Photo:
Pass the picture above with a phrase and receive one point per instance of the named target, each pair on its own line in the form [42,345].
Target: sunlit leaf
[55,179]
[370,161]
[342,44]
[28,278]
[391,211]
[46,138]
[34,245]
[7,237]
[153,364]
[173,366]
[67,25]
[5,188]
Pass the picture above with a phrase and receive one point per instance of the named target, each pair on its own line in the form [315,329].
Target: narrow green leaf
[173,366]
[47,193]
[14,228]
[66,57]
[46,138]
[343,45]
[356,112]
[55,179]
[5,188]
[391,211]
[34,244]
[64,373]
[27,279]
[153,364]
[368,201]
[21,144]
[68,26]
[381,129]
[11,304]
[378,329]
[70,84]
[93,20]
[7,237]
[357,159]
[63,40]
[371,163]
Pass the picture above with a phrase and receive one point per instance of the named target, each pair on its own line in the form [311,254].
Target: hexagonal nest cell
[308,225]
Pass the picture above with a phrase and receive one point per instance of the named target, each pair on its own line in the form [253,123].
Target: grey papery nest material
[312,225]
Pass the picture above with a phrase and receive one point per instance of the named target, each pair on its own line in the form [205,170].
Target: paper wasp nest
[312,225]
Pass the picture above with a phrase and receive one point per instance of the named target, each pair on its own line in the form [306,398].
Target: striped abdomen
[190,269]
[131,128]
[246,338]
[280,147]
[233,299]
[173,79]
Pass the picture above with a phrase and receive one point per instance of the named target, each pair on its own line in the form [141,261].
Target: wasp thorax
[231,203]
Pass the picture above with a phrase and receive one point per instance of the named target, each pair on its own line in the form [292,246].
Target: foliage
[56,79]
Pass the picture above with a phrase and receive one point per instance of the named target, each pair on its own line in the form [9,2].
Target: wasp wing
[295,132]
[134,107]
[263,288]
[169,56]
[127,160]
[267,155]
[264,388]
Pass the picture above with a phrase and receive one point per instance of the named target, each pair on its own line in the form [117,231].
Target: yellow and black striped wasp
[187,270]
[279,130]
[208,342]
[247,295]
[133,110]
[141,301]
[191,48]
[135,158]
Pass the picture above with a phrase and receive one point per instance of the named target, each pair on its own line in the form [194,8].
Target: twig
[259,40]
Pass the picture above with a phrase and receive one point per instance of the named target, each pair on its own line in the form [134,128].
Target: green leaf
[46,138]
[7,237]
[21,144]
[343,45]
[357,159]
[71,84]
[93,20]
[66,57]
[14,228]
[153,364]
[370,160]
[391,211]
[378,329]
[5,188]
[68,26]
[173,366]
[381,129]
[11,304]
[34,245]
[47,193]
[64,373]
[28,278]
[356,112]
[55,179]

______

GOAL — Transcribe all lines as written.

CORRECT OUTPUT —
Photo:
Pass the picture above with a phrase and receive one point per instance of the named target, each pair on its own line in the form [42,345].
Target: sunlit leaf
[55,179]
[370,161]
[342,44]
[28,278]
[391,211]
[46,138]
[34,245]
[7,237]
[153,364]
[173,366]
[67,25]
[5,188]
Pass the picture above with a phrase and receive one point per instance of the named target, each pair on its own line in the form [315,329].
Target: narrow green leaf
[173,366]
[47,193]
[14,228]
[66,57]
[46,138]
[343,45]
[356,112]
[55,179]
[5,188]
[391,211]
[34,244]
[64,373]
[27,279]
[153,364]
[368,201]
[21,144]
[68,26]
[381,129]
[11,304]
[378,329]
[70,84]
[93,20]
[7,237]
[357,159]
[63,40]
[371,163]
Pass the picture above with a phrase and receive one point per instance of the named target, each pair on its own line in the form [311,254].
Target: hexagonal nest cell
[308,225]
Pass the picture above with a phrase and receive one point per instance of the named target, each pair on its own line in the form [253,123].
Target: grey papery nest material
[312,225]
Pass the picture above with a phrase and receive one point per instance of the named target, each pair on its own line in the form [205,170].
Target: paper wasp nest
[312,225]
Pass the picture above with a phrase and receive one point per instance of the named target, each pair on its own line in the form [306,398].
Target: striped abdomen
[190,269]
[131,128]
[246,338]
[280,147]
[233,299]
[173,79]
Pass the picture above with a phrase and receive one point per instance of the named target, each pair on its own line in the form [141,261].
Target: wasp thorax
[231,203]
Pass the picture above with a phrase and receive one point per instance of the named target, each pair on its own line in the form [292,246].
Target: foliage
[56,79]
Pass the picture above with a phrase and receive one point per instance of the named target, each pair on its own line in the form [9,2].
Target: wasp wing
[295,132]
[134,107]
[263,288]
[169,56]
[127,160]
[267,155]
[264,388]
Pass the picture above with a phrase and receive one point per instance of the named target, each pair on its own line in the form [117,231].
Target: yellow and black striped wasp
[187,270]
[279,130]
[208,342]
[247,295]
[133,110]
[141,301]
[191,48]
[135,158]
Pass the picture above with a phrase and receive one point per instance of the named target, each pair on its own line in the form [194,8].
Target: twig
[259,40]
Pass the picture above with a phrase and receive one point per instance of the named target, each pair on its own line in the form [134,128].
Target: green leaf
[46,138]
[7,237]
[21,144]
[343,45]
[357,159]
[71,84]
[93,20]
[66,57]
[14,228]
[153,364]
[370,160]
[391,211]
[378,329]
[5,188]
[68,26]
[173,366]
[381,129]
[11,304]
[34,245]
[47,193]
[64,373]
[28,278]
[356,112]
[55,179]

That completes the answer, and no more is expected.